* [Exercise]: Everything from the line with "For the farmland" through the last line of the records below should be copied exactly, both ends included.

* [Data entries]:
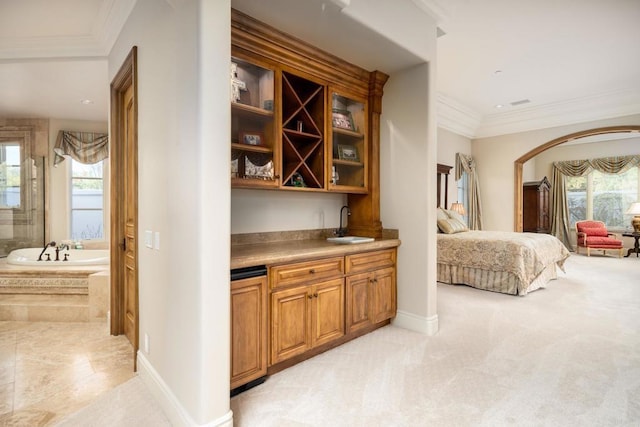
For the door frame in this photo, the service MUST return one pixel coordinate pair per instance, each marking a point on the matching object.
(519, 163)
(125, 78)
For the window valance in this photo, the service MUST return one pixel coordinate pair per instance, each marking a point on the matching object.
(619, 164)
(84, 147)
(559, 203)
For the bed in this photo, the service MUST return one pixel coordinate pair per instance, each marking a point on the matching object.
(499, 261)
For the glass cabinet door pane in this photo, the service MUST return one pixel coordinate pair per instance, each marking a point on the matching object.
(252, 125)
(349, 144)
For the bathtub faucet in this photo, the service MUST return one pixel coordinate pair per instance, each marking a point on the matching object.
(61, 248)
(45, 248)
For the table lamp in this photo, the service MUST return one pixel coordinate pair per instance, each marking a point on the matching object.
(459, 207)
(634, 209)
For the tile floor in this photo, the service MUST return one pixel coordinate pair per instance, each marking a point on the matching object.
(51, 369)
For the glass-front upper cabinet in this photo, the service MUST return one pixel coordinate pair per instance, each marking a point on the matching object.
(348, 168)
(253, 153)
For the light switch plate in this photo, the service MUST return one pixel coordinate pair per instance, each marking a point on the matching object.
(148, 238)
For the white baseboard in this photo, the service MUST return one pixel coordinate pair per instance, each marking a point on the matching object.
(413, 322)
(171, 406)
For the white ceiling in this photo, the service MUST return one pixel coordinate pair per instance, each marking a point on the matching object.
(575, 60)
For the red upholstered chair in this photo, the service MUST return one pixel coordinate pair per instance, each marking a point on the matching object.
(594, 235)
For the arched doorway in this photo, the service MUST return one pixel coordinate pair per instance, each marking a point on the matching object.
(518, 164)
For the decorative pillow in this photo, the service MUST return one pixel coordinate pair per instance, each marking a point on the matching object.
(442, 214)
(452, 225)
(595, 231)
(454, 215)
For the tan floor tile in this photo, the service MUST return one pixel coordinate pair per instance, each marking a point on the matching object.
(52, 369)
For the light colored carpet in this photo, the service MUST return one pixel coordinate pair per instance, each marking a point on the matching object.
(561, 356)
(128, 405)
(567, 355)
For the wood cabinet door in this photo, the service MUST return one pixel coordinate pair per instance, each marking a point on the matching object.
(358, 310)
(248, 330)
(328, 311)
(290, 323)
(383, 294)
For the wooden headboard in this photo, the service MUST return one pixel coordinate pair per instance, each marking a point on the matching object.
(443, 172)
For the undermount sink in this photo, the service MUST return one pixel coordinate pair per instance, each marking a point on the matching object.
(349, 240)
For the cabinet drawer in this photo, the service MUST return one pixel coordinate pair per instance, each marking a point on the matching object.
(305, 272)
(370, 260)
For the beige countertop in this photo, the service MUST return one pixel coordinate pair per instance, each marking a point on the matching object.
(267, 253)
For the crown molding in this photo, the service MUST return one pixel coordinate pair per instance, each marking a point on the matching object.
(578, 110)
(109, 22)
(435, 9)
(456, 117)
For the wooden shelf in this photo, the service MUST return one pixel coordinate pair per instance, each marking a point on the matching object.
(347, 132)
(348, 163)
(252, 148)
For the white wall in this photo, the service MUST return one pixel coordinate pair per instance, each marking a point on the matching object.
(255, 211)
(408, 171)
(495, 157)
(449, 144)
(59, 185)
(183, 177)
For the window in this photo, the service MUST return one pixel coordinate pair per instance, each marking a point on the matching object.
(603, 197)
(87, 200)
(463, 190)
(10, 197)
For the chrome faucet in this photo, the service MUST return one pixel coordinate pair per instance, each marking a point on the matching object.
(340, 232)
(62, 247)
(44, 249)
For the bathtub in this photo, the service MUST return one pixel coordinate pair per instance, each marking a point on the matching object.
(29, 256)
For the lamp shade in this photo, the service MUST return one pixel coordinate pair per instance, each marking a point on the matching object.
(458, 207)
(634, 209)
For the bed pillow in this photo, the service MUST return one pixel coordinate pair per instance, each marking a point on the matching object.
(442, 214)
(454, 215)
(452, 226)
(595, 231)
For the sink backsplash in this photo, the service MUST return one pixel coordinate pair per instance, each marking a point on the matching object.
(278, 236)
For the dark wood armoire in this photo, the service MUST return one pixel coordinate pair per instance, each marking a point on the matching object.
(535, 206)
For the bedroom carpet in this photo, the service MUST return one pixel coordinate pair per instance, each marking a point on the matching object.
(566, 355)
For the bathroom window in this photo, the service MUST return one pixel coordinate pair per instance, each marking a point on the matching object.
(10, 196)
(87, 200)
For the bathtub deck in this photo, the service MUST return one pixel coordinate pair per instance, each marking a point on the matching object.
(69, 294)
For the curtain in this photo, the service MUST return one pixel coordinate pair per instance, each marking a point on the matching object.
(559, 205)
(466, 164)
(85, 147)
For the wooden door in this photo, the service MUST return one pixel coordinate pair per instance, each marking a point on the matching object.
(124, 203)
(358, 302)
(248, 330)
(291, 327)
(130, 216)
(383, 294)
(328, 311)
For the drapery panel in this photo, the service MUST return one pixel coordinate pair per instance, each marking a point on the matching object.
(84, 147)
(561, 170)
(466, 164)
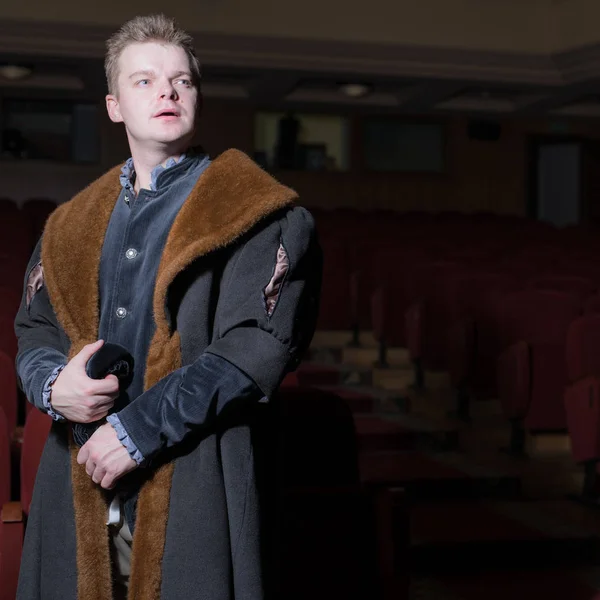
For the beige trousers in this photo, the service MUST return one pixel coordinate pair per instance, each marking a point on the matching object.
(121, 539)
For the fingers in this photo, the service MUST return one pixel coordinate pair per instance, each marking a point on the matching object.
(102, 387)
(83, 454)
(86, 353)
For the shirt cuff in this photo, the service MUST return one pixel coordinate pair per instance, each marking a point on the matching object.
(125, 439)
(47, 393)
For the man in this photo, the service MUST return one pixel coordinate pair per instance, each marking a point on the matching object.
(209, 275)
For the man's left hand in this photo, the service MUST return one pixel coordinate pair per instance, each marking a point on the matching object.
(105, 458)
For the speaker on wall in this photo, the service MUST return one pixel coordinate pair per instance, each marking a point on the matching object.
(484, 131)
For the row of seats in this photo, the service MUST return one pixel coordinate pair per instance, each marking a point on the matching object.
(333, 536)
(367, 251)
(20, 229)
(508, 306)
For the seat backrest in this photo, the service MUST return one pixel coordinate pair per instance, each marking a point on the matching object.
(35, 432)
(470, 291)
(582, 286)
(535, 316)
(583, 347)
(592, 305)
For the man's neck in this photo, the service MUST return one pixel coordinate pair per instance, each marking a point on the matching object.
(145, 162)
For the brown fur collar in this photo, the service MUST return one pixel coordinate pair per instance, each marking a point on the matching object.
(231, 196)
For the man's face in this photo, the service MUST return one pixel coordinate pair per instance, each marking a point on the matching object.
(157, 98)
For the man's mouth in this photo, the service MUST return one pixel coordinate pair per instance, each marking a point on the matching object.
(166, 114)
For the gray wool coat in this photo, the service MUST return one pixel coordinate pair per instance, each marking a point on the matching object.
(239, 278)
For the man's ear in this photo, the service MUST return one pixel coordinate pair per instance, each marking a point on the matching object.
(199, 104)
(112, 107)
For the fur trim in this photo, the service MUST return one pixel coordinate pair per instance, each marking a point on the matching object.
(230, 197)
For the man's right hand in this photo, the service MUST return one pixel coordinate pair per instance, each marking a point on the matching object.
(79, 398)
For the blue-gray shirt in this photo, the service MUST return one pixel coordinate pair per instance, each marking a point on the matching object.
(131, 253)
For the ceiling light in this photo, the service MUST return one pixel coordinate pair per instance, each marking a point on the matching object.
(15, 72)
(355, 90)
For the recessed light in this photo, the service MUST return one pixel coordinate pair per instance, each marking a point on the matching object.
(15, 72)
(355, 90)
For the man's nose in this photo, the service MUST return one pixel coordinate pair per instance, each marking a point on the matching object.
(168, 91)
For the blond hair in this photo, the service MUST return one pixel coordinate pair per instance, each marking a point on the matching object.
(150, 28)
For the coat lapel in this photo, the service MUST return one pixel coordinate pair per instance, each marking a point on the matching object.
(231, 196)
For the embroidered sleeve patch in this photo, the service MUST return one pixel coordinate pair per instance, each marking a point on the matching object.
(273, 290)
(35, 281)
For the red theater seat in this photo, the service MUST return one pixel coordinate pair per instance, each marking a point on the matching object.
(532, 371)
(14, 514)
(582, 397)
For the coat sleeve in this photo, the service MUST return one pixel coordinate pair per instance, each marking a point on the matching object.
(40, 343)
(266, 314)
(265, 319)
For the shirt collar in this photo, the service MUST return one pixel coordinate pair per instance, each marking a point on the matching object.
(127, 176)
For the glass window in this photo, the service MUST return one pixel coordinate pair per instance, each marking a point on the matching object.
(50, 129)
(395, 145)
(301, 141)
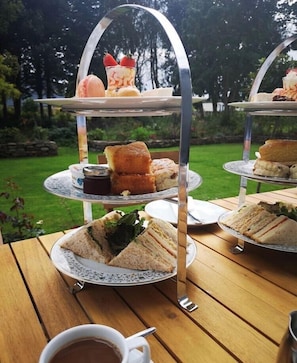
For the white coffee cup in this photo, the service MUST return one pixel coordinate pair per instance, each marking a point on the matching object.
(103, 332)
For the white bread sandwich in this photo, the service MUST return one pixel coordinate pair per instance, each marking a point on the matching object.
(265, 223)
(90, 241)
(124, 242)
(276, 157)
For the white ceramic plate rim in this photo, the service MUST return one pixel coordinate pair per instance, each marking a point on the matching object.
(93, 272)
(117, 102)
(61, 184)
(266, 105)
(206, 211)
(245, 168)
(279, 247)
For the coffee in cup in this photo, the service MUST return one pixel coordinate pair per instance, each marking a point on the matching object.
(92, 343)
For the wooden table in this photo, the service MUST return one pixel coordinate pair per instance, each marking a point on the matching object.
(244, 300)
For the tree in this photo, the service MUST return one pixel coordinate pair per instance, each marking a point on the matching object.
(9, 69)
(224, 40)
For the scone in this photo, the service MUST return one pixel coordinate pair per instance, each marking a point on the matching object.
(271, 168)
(133, 158)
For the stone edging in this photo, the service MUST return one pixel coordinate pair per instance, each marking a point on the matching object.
(35, 148)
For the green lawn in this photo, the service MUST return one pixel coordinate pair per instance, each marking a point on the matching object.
(58, 213)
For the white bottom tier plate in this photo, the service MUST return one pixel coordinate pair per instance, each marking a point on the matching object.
(98, 273)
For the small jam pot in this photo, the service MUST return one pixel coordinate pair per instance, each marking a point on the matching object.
(97, 180)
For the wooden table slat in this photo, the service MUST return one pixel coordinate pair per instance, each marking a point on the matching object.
(19, 323)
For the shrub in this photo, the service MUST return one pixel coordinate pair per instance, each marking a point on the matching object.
(20, 224)
(11, 134)
(141, 133)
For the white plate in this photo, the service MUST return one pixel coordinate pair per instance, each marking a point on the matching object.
(268, 107)
(207, 212)
(280, 247)
(245, 168)
(136, 356)
(98, 273)
(115, 105)
(60, 184)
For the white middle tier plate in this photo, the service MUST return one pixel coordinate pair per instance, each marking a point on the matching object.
(119, 106)
(60, 184)
(287, 108)
(206, 212)
(245, 169)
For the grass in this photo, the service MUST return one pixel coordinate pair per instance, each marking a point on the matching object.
(59, 213)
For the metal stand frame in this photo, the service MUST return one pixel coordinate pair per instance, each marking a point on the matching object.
(185, 130)
(249, 122)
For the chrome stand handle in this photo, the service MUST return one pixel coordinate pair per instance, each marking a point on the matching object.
(186, 119)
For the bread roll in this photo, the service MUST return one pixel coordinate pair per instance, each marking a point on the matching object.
(166, 173)
(282, 151)
(133, 158)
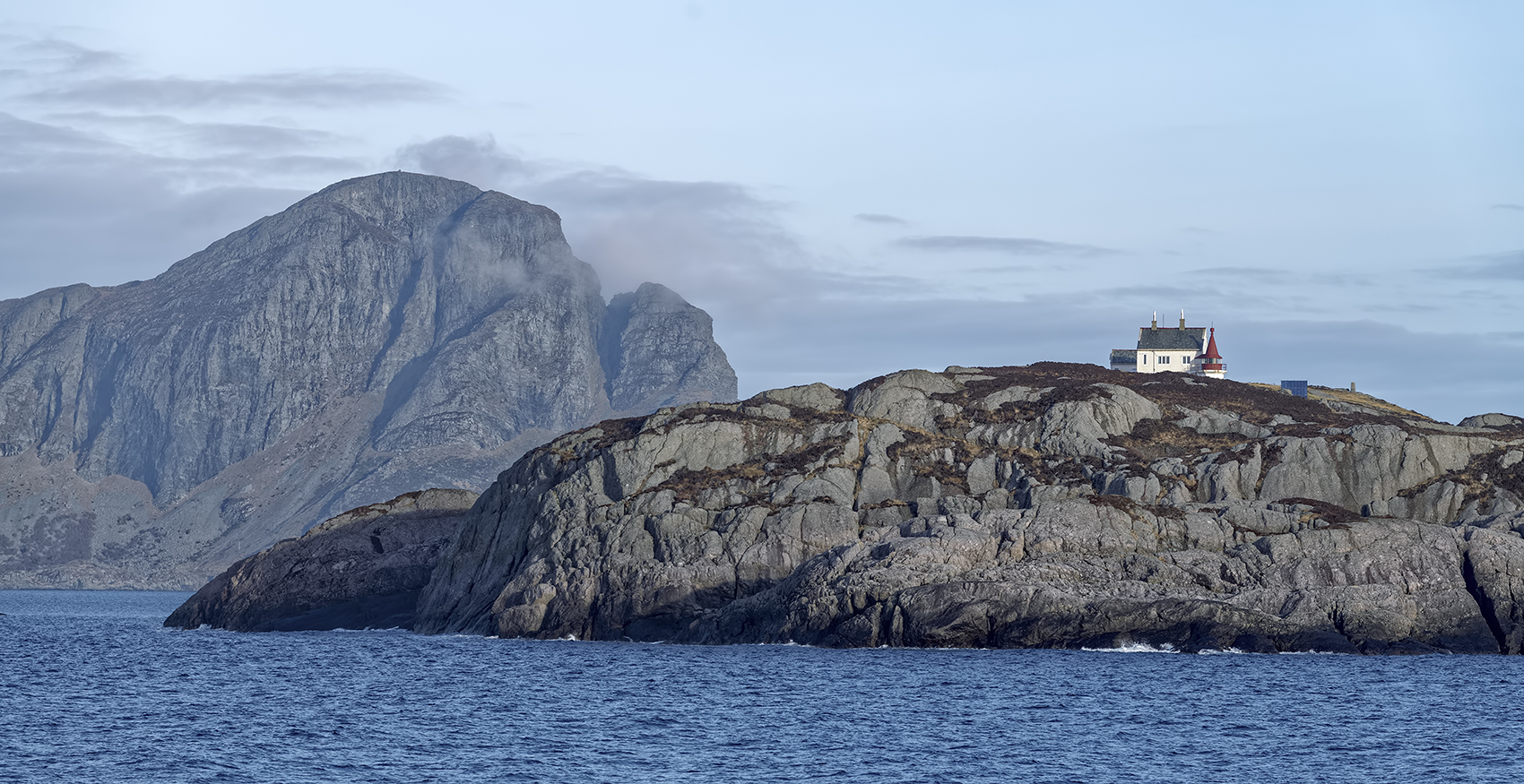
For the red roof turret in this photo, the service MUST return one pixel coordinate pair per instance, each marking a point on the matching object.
(1214, 359)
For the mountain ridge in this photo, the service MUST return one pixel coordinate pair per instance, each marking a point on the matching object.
(385, 333)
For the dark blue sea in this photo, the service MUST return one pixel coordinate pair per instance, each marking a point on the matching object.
(91, 688)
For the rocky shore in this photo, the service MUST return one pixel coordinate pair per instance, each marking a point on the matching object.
(1043, 505)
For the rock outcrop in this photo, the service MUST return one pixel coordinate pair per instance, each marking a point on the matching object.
(385, 333)
(360, 570)
(1056, 505)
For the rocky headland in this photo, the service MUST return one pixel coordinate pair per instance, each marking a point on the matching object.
(359, 570)
(1044, 505)
(385, 333)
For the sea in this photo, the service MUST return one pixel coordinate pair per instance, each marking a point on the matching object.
(95, 690)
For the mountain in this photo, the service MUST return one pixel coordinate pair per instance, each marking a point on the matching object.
(387, 333)
(1043, 505)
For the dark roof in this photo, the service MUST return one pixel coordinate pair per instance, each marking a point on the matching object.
(1173, 339)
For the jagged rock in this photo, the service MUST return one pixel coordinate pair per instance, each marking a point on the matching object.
(360, 570)
(385, 333)
(1493, 420)
(659, 349)
(1060, 505)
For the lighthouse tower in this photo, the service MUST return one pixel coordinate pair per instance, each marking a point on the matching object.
(1210, 361)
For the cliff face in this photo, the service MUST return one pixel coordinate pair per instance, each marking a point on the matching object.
(1041, 505)
(359, 570)
(387, 333)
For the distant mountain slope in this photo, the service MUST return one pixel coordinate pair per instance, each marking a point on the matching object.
(387, 333)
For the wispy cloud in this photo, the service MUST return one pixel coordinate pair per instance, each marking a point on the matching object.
(304, 89)
(1495, 267)
(1008, 246)
(1256, 272)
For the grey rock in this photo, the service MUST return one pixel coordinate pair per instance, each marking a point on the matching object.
(1491, 420)
(775, 521)
(660, 350)
(385, 333)
(360, 570)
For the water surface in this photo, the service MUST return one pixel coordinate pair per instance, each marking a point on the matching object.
(91, 688)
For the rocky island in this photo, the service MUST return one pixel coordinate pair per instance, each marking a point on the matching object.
(1043, 505)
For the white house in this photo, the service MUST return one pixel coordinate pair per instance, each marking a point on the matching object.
(1173, 350)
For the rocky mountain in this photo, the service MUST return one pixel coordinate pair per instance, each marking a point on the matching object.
(1044, 505)
(383, 335)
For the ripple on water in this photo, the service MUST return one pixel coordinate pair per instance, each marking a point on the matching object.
(95, 690)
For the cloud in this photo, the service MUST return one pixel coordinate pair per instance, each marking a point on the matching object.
(1258, 274)
(883, 220)
(315, 89)
(106, 197)
(1009, 246)
(56, 56)
(255, 137)
(1494, 267)
(714, 242)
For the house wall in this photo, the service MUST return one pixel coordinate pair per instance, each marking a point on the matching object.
(1178, 361)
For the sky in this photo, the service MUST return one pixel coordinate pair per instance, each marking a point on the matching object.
(849, 189)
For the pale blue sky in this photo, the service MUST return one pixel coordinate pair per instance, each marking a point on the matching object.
(849, 187)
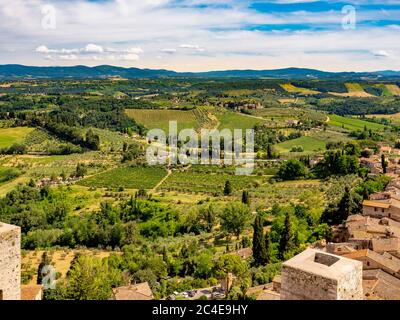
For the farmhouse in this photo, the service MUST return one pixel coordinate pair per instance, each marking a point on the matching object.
(140, 291)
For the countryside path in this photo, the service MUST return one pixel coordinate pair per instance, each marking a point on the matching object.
(162, 181)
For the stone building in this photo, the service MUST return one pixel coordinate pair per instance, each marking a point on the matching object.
(317, 275)
(10, 262)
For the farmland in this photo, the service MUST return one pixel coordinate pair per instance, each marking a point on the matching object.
(354, 124)
(293, 89)
(126, 177)
(81, 187)
(309, 145)
(354, 90)
(159, 119)
(213, 184)
(9, 136)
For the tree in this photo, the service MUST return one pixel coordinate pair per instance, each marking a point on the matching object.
(91, 279)
(246, 198)
(384, 163)
(348, 204)
(92, 140)
(46, 261)
(268, 248)
(259, 250)
(81, 170)
(227, 188)
(291, 170)
(286, 242)
(235, 218)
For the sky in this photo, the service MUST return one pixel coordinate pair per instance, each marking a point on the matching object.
(202, 35)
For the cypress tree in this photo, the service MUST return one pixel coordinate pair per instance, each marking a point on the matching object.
(228, 188)
(268, 247)
(384, 163)
(259, 250)
(44, 262)
(286, 242)
(245, 198)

* [Finished answer]:
For the farmland in this photo, the service MUST return one pixel coordinate pair per instance, each marking a point on the matching object.
(354, 124)
(293, 89)
(126, 177)
(81, 187)
(309, 145)
(354, 90)
(159, 119)
(213, 184)
(9, 136)
For the tree in this photo, the service MUST return one pixel coordinate pair per instance, each marking a point on the matching object.
(91, 279)
(246, 198)
(384, 163)
(348, 204)
(92, 140)
(46, 261)
(268, 248)
(259, 250)
(81, 170)
(227, 188)
(291, 170)
(286, 242)
(235, 218)
For the sky in this photo, the service MUST return one pixel coordinate pair per instance, each marking a point on the matching object.
(202, 35)
For the cypress tree in this photo, the service MUST return one pixel coordinate pair per instance, each marking a point on the matching object.
(228, 188)
(268, 247)
(384, 163)
(259, 250)
(44, 262)
(286, 242)
(245, 198)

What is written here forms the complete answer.